# [TASK BRIEF]
Locate each line in the records containing "person". Copy it.

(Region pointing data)

/---

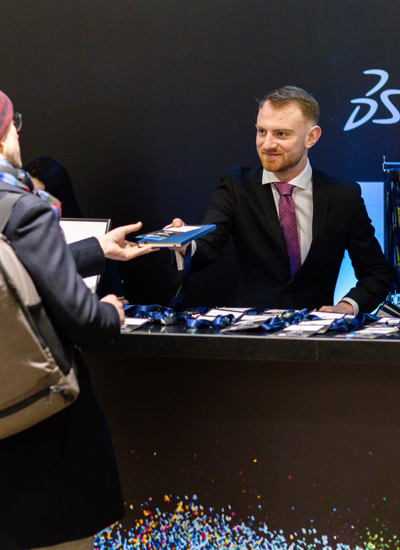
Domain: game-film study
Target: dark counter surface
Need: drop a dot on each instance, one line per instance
(174, 341)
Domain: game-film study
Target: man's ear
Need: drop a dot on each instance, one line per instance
(313, 135)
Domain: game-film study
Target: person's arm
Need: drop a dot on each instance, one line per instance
(207, 249)
(374, 274)
(90, 254)
(76, 313)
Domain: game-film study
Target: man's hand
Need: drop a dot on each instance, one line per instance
(116, 247)
(117, 303)
(177, 222)
(342, 307)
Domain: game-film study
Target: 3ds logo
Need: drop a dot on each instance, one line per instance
(373, 104)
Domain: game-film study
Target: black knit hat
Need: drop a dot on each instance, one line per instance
(6, 113)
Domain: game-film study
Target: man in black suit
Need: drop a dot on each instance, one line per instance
(331, 218)
(59, 481)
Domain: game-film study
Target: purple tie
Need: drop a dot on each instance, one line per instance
(288, 221)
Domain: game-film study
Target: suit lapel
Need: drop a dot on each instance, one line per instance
(266, 199)
(321, 198)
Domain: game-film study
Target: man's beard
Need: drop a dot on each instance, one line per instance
(14, 158)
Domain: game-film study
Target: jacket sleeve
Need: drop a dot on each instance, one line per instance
(220, 213)
(76, 313)
(373, 272)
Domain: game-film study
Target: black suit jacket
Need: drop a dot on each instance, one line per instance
(244, 208)
(59, 480)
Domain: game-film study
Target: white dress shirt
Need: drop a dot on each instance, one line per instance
(303, 199)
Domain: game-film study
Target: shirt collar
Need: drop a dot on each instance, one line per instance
(4, 162)
(302, 180)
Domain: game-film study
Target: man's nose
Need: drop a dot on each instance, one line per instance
(269, 141)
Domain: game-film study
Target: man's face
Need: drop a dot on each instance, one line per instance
(11, 149)
(283, 139)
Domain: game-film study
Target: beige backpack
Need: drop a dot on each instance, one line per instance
(38, 375)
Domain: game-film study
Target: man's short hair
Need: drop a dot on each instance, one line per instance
(291, 94)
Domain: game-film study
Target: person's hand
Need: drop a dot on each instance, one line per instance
(177, 222)
(117, 303)
(116, 247)
(342, 307)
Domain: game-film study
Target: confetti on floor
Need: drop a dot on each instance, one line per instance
(190, 526)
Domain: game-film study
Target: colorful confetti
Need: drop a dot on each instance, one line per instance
(191, 526)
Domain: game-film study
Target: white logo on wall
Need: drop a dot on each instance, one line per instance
(373, 104)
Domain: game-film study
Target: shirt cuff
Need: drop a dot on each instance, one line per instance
(180, 259)
(353, 303)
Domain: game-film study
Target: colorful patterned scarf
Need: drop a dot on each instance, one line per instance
(28, 186)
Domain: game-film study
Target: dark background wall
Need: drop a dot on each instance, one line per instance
(146, 102)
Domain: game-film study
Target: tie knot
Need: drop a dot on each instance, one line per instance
(284, 189)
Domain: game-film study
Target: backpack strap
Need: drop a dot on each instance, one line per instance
(6, 207)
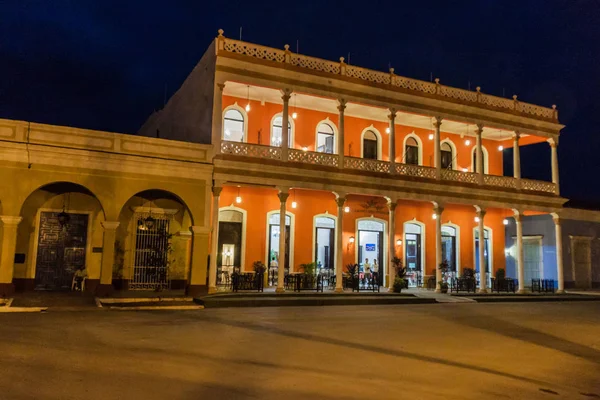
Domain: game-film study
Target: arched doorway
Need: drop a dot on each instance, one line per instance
(152, 242)
(487, 253)
(57, 236)
(232, 243)
(414, 243)
(273, 258)
(370, 247)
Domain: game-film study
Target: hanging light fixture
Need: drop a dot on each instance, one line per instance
(238, 198)
(248, 104)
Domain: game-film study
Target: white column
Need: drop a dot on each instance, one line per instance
(214, 241)
(7, 253)
(479, 150)
(283, 195)
(392, 118)
(554, 152)
(217, 123)
(392, 244)
(560, 273)
(437, 158)
(285, 145)
(339, 245)
(516, 156)
(520, 257)
(438, 210)
(340, 138)
(481, 255)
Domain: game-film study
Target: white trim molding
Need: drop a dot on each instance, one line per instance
(419, 143)
(236, 107)
(379, 141)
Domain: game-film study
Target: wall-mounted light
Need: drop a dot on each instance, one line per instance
(238, 198)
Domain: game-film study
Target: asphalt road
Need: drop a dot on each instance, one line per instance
(439, 351)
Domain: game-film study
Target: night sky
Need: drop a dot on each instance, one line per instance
(105, 64)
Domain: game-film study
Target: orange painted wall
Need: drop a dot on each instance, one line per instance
(260, 116)
(257, 202)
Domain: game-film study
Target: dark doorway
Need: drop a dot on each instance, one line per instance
(61, 250)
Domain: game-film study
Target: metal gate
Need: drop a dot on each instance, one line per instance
(152, 249)
(61, 250)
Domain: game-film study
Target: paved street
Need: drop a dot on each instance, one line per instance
(440, 351)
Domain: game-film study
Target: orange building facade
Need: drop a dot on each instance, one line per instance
(374, 166)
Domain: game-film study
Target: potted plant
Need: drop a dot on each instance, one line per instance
(443, 284)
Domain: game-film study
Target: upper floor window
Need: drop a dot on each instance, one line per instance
(233, 125)
(447, 155)
(276, 129)
(411, 151)
(325, 138)
(370, 145)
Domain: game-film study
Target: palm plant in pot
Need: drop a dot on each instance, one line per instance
(443, 284)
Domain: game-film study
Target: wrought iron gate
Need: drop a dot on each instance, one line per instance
(152, 248)
(61, 250)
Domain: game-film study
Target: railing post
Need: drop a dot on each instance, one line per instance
(340, 138)
(479, 166)
(438, 153)
(285, 132)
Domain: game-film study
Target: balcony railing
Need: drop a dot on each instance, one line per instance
(363, 164)
(384, 78)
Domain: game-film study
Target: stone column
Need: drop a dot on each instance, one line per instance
(217, 123)
(392, 118)
(199, 257)
(285, 145)
(560, 273)
(554, 153)
(392, 244)
(339, 245)
(214, 241)
(108, 257)
(481, 254)
(283, 196)
(520, 257)
(437, 210)
(437, 159)
(10, 225)
(340, 138)
(479, 150)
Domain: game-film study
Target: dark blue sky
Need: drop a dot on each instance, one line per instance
(104, 64)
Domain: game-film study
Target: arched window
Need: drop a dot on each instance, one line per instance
(370, 145)
(325, 138)
(233, 125)
(276, 128)
(411, 151)
(447, 155)
(485, 159)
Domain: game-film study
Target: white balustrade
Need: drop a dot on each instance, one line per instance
(365, 164)
(459, 176)
(416, 171)
(538, 186)
(500, 181)
(250, 150)
(317, 64)
(310, 157)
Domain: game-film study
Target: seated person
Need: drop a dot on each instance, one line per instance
(79, 276)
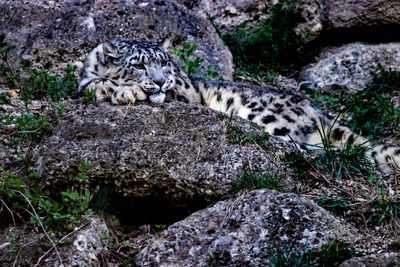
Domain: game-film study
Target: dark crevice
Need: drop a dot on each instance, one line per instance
(155, 209)
(369, 34)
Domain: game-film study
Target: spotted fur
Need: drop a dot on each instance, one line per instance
(128, 70)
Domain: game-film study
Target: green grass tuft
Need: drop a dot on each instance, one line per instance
(273, 47)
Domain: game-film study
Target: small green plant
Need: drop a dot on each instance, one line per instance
(296, 161)
(185, 54)
(336, 205)
(90, 95)
(4, 99)
(11, 75)
(349, 159)
(191, 66)
(372, 112)
(386, 208)
(160, 227)
(42, 85)
(24, 127)
(272, 47)
(74, 204)
(255, 180)
(329, 254)
(334, 253)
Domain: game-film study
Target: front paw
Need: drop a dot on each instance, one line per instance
(123, 96)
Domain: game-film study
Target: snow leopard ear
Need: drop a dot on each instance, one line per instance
(165, 44)
(113, 54)
(111, 50)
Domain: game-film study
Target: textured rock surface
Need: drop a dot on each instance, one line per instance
(350, 66)
(163, 157)
(360, 13)
(53, 33)
(240, 232)
(88, 244)
(229, 14)
(376, 260)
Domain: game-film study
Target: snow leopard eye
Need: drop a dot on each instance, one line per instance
(139, 66)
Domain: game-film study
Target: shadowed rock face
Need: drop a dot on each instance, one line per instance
(375, 260)
(153, 160)
(350, 66)
(52, 34)
(241, 231)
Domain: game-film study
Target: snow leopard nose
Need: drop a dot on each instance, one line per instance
(160, 81)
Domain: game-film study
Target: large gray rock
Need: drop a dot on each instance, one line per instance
(228, 14)
(88, 246)
(350, 66)
(388, 259)
(241, 231)
(52, 34)
(361, 13)
(152, 159)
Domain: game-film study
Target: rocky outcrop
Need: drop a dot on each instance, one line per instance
(153, 160)
(56, 33)
(88, 245)
(376, 260)
(228, 14)
(350, 66)
(241, 231)
(361, 13)
(340, 20)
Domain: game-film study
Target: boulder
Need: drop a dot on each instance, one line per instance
(361, 13)
(350, 66)
(242, 231)
(228, 14)
(376, 260)
(56, 33)
(154, 161)
(88, 246)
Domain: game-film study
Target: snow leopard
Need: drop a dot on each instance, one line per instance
(123, 71)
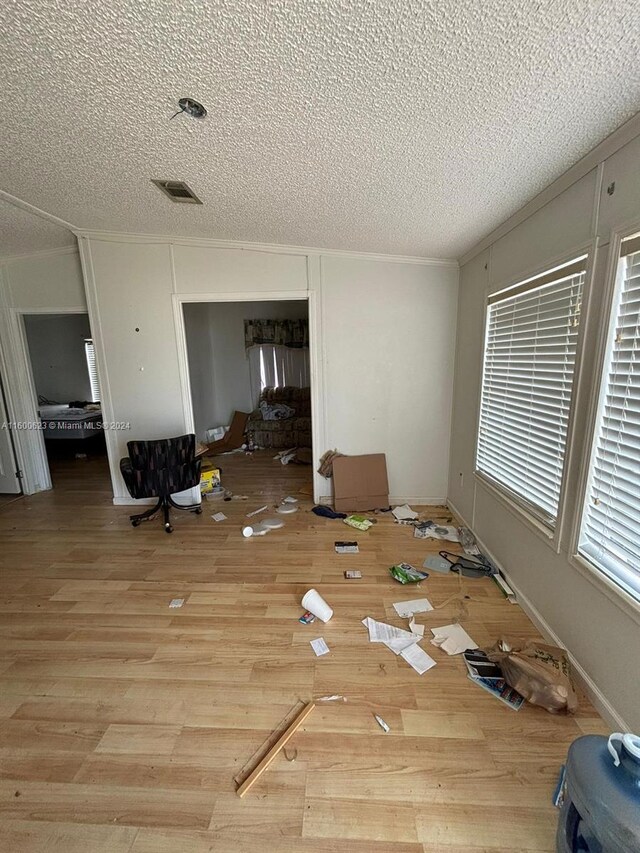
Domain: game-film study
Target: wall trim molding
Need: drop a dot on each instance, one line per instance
(43, 253)
(596, 696)
(271, 248)
(592, 160)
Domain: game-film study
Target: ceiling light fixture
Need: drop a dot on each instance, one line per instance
(191, 108)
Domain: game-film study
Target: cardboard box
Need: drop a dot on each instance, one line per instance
(360, 483)
(209, 478)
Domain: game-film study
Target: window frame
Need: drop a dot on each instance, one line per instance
(597, 577)
(552, 536)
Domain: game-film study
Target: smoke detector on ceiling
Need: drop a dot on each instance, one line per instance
(177, 191)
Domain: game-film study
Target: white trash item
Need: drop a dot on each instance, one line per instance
(315, 603)
(254, 530)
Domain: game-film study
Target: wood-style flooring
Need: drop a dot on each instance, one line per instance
(123, 723)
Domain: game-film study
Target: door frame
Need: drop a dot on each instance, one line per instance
(318, 408)
(31, 452)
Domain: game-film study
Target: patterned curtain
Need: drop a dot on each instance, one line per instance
(284, 333)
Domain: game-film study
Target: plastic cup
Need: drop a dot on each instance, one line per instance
(315, 603)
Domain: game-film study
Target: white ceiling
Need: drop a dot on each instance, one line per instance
(22, 233)
(401, 126)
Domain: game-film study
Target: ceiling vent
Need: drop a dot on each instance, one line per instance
(177, 191)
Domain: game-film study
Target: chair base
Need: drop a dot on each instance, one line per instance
(164, 503)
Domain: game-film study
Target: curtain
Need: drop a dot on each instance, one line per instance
(286, 333)
(277, 366)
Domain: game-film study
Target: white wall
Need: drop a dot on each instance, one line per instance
(45, 283)
(218, 363)
(600, 629)
(383, 338)
(57, 351)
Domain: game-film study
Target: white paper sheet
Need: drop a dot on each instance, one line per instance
(418, 659)
(452, 639)
(408, 608)
(404, 512)
(393, 638)
(418, 630)
(320, 647)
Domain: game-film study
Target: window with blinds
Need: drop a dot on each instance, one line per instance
(610, 530)
(530, 352)
(92, 369)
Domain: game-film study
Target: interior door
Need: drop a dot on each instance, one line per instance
(9, 483)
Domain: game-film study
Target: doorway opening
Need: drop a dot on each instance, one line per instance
(67, 390)
(253, 357)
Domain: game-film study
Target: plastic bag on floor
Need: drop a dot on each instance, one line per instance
(540, 673)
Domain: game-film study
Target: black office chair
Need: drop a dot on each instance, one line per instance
(159, 469)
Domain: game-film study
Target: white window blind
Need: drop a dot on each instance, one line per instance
(92, 369)
(610, 530)
(529, 359)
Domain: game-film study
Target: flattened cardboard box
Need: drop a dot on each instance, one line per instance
(360, 482)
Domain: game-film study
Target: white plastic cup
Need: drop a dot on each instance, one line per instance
(315, 603)
(254, 530)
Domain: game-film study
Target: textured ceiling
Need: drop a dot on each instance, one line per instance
(22, 232)
(402, 126)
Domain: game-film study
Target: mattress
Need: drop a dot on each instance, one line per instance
(63, 422)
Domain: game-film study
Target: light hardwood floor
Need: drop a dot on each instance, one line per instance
(124, 722)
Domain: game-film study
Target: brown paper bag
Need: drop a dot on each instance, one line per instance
(540, 673)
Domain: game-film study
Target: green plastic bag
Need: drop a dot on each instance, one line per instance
(404, 573)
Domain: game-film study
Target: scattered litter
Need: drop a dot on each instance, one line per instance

\---

# [ANSWER FOR THE TASK]
Target: person's arm
Target: person's hand
Target: seated person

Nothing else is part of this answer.